**Extrait à lire**
Philippe : Tout le monde est ravi, l'accueil est superbe, au bar Héléna est d'une beauté incroyable, on mange bien, les cachets sont très corrects. Tous les musiciens qui sont passés ici à ce jour sont contents, sans exception.

Du fait que je sois toujours là le jeudi soir, je suis devenu un membre de la famille, donc je suis à l'écoute des artistes qui viennent jouer. Tu sais très bien que dans certains endroits c'est souvent hardos car les mecs en ont rien à foutre. Ici c'est le contraire, nous respectons les musiciens donc ils sont contents.

Y-a t-il une opportunité pour les musiciens amateurs de venir jammer après les concerts ?
Philippe : Non, car pour les musiciens amateurs il y aura un tremplin qui aura lieu quatre fois par an. En ce qui concerne les " bœufs " du jeudi soir, ils sont très structurés et laissés au libre choix des artistes vedettes comme ce fût le cas pour une incroyable soirée réunissant il y a peu 3 harmonicistes ; Steve Verbeke, Benoit Blue Boy et Lezy Lester. Les mecs qui étaient là étaient complètement sur les rotules !

Tu es catalogué dans la rubrique Blues mais tout le monde connaît ta passion pour le Rock'n'roll, alors t'es t'il déjà arrivé de venir un vendredi ou un samedi soir rejoindre tes potes sur un bon vieux Rock'n'roll ?
Philippe : Et bien non, justement pas encore mais je crois que je vais finir par me programmer un soir où je ne jouerai que du Rock'n'roll. C'est vrai que c'est une musique que j'adore et que je pratique un peu dans mes shows. Je vais revoir un peu mes classiques et un de ces soirs je vais ne faire que ça. Cela doit être dans mes cordes (rires).

 

Au tour de Patrick Pepato le Big Boss du lieu et de Daniel Delannoy de répondre à mes questions…

Patrick, tu es le fondateur du Club Drouot, comment a germé l'idée d'ouvrir un endroit dédié au Rock'n'roll et à la musique en général à l'heure où de si nombreux clubs ferment ?

**Consigne**
Reprenez l'entretien ci-dessus dans son intégralité, sans en modifier un seul mot.

**Données de l'exercice**
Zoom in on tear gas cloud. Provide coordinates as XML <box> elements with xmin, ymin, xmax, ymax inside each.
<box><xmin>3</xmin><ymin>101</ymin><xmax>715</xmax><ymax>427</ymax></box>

**Corrigé**
Philippe : Tout le monde est ravi, l'accueil est superbe, au bar Héléna est d'une beauté incroyable, on mange bien, les cachets sont très corrects. Tous les musiciens qui sont passés ici à ce jour sont contents, sans exception.

Du fait que je sois toujours là le jeudi soir, je suis devenu un membre de la famille, donc je suis à l'écoute des artistes qui viennent jouer. Tu sais très bien que dans certains endroits c'est souvent hardos car les mecs en ont rien à foutre. Ici c'est le contraire, nous respectons les musiciens donc ils sont contents.

Y-a t-il une opportunité pour les musiciens amateurs de venir jammer après les concerts ?
Philippe : Non, car pour les musiciens amateurs il y aura un tremplin qui aura lieu quatre fois par an. En ce qui concerne les " bœufs " du jeudi soir, ils sont très structurés et laissés au libre choix des artistes vedettes comme ce fût le cas pour une incroyable soirée réunissant il y a peu 3 harmonicistes ; Steve Verbeke, Benoit Blue Boy et Lezy Lester. Les mecs qui étaient là étaient complètement sur les rotules !

Tu es catalogué dans la rubrique Blues mais tout le monde connaît ta passion pour le Rock'n'roll, alors t'es t'il déjà arrivé de venir un vendredi ou un samedi soir rejoindre tes potes sur un bon vieux Rock'n'roll ?
Philippe : Et bien non, justement pas encore mais je crois que je vais finir par me programmer un soir où je ne jouerai que du Rock'n'roll. C'est vrai que c'est une musique que j'adore et que je pratique un peu dans mes shows. Je vais revoir un peu mes classiques et un de ces soirs je vais ne faire que ça. Cela doit être dans mes cordes (rires).

 

Au tour de Patrick Pepato le Big Boss du lieu et de Daniel Delannoy de répondre à mes questions…

Patrick, tu es le fondateur du Club Drouot, comment a germé l'idée d'ouvrir un endroit dédié au Rock'n'roll et à la musique en général à l'heure où de si nombreux clubs ferment ?